**Exercise brief:**
Across the entries that follow, how many lines have the word "black" in them? Give only the number.

**Data to examine:**
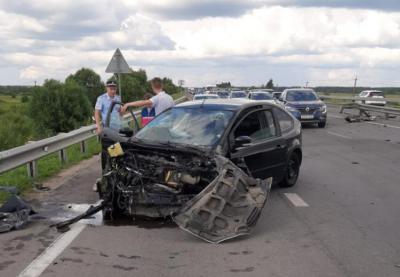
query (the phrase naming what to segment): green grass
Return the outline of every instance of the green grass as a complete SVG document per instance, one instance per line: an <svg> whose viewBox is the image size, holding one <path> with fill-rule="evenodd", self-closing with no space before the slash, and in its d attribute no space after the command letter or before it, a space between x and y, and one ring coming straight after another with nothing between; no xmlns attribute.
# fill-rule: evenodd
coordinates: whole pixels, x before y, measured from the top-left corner
<svg viewBox="0 0 400 277"><path fill-rule="evenodd" d="M20 166L0 175L0 185L15 186L18 191L23 193L29 191L35 182L43 182L51 176L54 176L62 169L68 168L78 162L88 159L101 151L101 145L97 138L91 138L87 141L86 153L80 152L80 145L75 144L67 148L68 161L62 164L58 158L58 153L50 154L37 162L38 176L31 179L27 175L26 165ZM0 203L8 197L7 193L0 192Z"/></svg>

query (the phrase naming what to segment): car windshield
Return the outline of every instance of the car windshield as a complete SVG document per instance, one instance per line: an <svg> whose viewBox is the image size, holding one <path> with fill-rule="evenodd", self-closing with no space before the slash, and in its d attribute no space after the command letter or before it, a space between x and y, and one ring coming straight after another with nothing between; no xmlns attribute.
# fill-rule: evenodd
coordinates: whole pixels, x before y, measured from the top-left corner
<svg viewBox="0 0 400 277"><path fill-rule="evenodd" d="M317 96L311 90L291 90L286 94L287 101L315 101Z"/></svg>
<svg viewBox="0 0 400 277"><path fill-rule="evenodd" d="M246 93L244 91L234 91L231 94L232 98L246 98Z"/></svg>
<svg viewBox="0 0 400 277"><path fill-rule="evenodd" d="M252 93L251 99L253 99L253 100L271 100L272 95L269 93Z"/></svg>
<svg viewBox="0 0 400 277"><path fill-rule="evenodd" d="M223 135L232 115L232 111L173 108L157 116L135 137L160 143L212 146Z"/></svg>

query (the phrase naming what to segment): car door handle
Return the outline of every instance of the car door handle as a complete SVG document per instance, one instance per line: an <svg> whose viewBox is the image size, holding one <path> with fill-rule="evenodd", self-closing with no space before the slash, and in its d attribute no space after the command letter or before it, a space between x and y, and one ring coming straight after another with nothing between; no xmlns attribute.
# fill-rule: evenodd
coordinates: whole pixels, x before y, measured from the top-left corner
<svg viewBox="0 0 400 277"><path fill-rule="evenodd" d="M283 149L283 148L285 148L285 146L284 146L284 145L281 145L281 144L278 144L275 148L277 148L277 149Z"/></svg>

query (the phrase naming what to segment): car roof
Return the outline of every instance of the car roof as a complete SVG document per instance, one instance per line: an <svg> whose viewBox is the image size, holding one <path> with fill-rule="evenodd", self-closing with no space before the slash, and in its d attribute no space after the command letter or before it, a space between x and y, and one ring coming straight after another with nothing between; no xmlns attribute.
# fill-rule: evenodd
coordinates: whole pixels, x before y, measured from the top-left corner
<svg viewBox="0 0 400 277"><path fill-rule="evenodd" d="M215 98L218 98L218 95L216 95L216 94L196 94L195 95L195 97L197 97L197 96L207 96L207 97L215 97Z"/></svg>
<svg viewBox="0 0 400 277"><path fill-rule="evenodd" d="M288 88L285 91L314 91L312 88Z"/></svg>
<svg viewBox="0 0 400 277"><path fill-rule="evenodd" d="M383 92L383 91L381 91L381 90L363 90L362 92Z"/></svg>
<svg viewBox="0 0 400 277"><path fill-rule="evenodd" d="M253 91L250 91L250 93L251 94L268 94L268 95L271 95L272 91L268 92L268 91L262 91L262 90L253 90Z"/></svg>
<svg viewBox="0 0 400 277"><path fill-rule="evenodd" d="M254 101L247 98L233 98L233 99L207 99L187 101L176 105L175 107L185 107L185 108L199 108L201 106L210 109L218 110L241 110L244 108L259 106L260 104L268 104L270 106L276 106L275 102L270 101Z"/></svg>

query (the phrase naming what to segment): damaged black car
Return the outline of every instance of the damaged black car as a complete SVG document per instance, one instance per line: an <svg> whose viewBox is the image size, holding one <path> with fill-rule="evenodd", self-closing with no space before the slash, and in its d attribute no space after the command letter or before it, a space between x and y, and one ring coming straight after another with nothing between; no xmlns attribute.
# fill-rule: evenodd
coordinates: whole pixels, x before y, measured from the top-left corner
<svg viewBox="0 0 400 277"><path fill-rule="evenodd" d="M218 243L251 231L272 184L297 181L301 125L275 104L185 102L141 130L117 117L109 113L102 133L110 145L98 185L105 219L171 216Z"/></svg>

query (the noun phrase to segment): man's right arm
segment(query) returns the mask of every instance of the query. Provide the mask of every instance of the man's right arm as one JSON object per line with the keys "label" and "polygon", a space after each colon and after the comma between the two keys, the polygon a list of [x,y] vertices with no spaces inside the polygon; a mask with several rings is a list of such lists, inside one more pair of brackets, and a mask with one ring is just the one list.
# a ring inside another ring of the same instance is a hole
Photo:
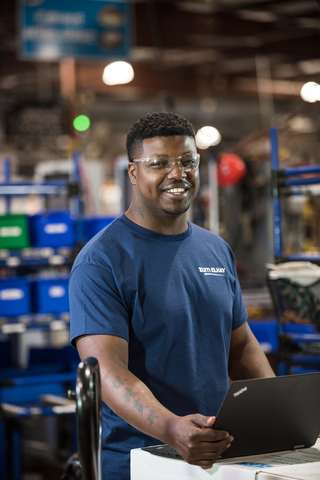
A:
{"label": "man's right arm", "polygon": [[133,427],[174,447],[188,463],[210,468],[230,445],[232,437],[227,432],[210,428],[215,417],[179,417],[157,401],[128,370],[125,339],[84,335],[78,338],[77,349],[82,360],[91,356],[99,362],[102,400]]}

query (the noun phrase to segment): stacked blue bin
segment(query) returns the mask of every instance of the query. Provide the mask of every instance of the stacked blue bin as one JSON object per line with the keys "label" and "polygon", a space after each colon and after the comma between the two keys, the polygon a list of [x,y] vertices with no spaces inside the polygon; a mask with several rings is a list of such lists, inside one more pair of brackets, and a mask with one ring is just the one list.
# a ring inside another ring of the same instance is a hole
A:
{"label": "stacked blue bin", "polygon": [[31,313],[31,289],[28,278],[0,280],[0,317],[18,317]]}
{"label": "stacked blue bin", "polygon": [[[69,211],[30,216],[31,248],[52,248],[59,252],[59,248],[83,245],[114,218],[91,216],[75,220]],[[0,280],[0,317],[68,312],[68,279],[67,275],[41,275]]]}
{"label": "stacked blue bin", "polygon": [[[31,244],[35,247],[74,247],[74,221],[69,211],[51,211],[30,217]],[[69,311],[68,275],[39,275],[31,281],[32,310],[36,314]]]}
{"label": "stacked blue bin", "polygon": [[85,244],[103,228],[110,225],[116,217],[83,217],[76,222],[76,236],[79,243]]}
{"label": "stacked blue bin", "polygon": [[59,314],[69,311],[69,276],[37,276],[31,282],[34,313]]}
{"label": "stacked blue bin", "polygon": [[33,215],[29,219],[34,247],[74,247],[74,221],[68,211]]}

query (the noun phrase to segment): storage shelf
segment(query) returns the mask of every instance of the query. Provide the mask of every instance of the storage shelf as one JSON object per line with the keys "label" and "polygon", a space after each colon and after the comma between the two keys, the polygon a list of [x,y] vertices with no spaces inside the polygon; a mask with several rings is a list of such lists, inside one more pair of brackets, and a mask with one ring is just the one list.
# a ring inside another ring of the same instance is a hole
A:
{"label": "storage shelf", "polygon": [[70,186],[67,182],[52,183],[1,183],[0,195],[9,197],[20,195],[58,195],[69,194]]}
{"label": "storage shelf", "polygon": [[[75,375],[73,375],[75,377]],[[73,379],[73,378],[72,378]],[[33,407],[21,407],[19,405],[2,403],[1,404],[1,413],[5,417],[11,418],[28,418],[28,417],[35,417],[35,416],[47,416],[47,415],[67,415],[67,414],[74,414],[76,413],[76,405],[66,405],[60,406],[57,405],[55,407],[41,407],[41,406],[33,406]]]}
{"label": "storage shelf", "polygon": [[32,329],[58,331],[69,328],[69,324],[69,312],[0,317],[0,332],[4,335],[10,335],[24,333]]}
{"label": "storage shelf", "polygon": [[73,261],[76,252],[76,249],[70,247],[0,250],[0,267],[64,265]]}
{"label": "storage shelf", "polygon": [[[278,129],[272,127],[270,129],[270,143],[271,143],[271,186],[272,186],[272,203],[273,203],[273,234],[274,234],[274,258],[276,263],[287,260],[308,260],[320,261],[320,254],[298,254],[285,256],[283,252],[283,238],[281,217],[282,209],[280,199],[287,195],[306,195],[304,187],[319,186],[320,185],[320,165],[305,165],[302,167],[289,167],[285,169],[280,168],[279,162],[279,142]],[[302,177],[299,177],[302,175]],[[288,178],[294,177],[294,178]],[[293,186],[300,186],[303,191],[291,189]],[[311,192],[319,196],[319,189]],[[285,258],[286,257],[286,258]]]}

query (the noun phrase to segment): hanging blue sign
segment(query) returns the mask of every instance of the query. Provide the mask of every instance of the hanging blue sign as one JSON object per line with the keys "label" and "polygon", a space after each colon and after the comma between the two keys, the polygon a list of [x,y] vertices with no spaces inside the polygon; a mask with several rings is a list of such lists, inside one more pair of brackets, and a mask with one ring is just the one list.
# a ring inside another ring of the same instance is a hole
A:
{"label": "hanging blue sign", "polygon": [[131,21],[122,0],[20,0],[20,58],[125,58]]}

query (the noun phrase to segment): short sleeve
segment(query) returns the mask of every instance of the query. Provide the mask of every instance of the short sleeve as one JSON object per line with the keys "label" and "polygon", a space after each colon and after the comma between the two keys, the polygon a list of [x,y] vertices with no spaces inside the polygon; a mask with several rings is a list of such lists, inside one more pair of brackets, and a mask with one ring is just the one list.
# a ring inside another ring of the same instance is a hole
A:
{"label": "short sleeve", "polygon": [[237,274],[237,268],[236,268],[236,260],[235,260],[233,251],[231,250],[229,245],[227,245],[227,249],[228,249],[230,260],[231,260],[231,271],[234,277],[232,330],[236,330],[248,320],[248,312],[242,298],[241,287],[238,280],[238,274]]}
{"label": "short sleeve", "polygon": [[235,295],[233,302],[232,330],[241,327],[248,320],[248,313],[245,307],[238,278],[235,279]]}
{"label": "short sleeve", "polygon": [[74,268],[69,280],[70,339],[116,335],[129,341],[129,315],[112,271],[90,263]]}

**Worked solution:**
2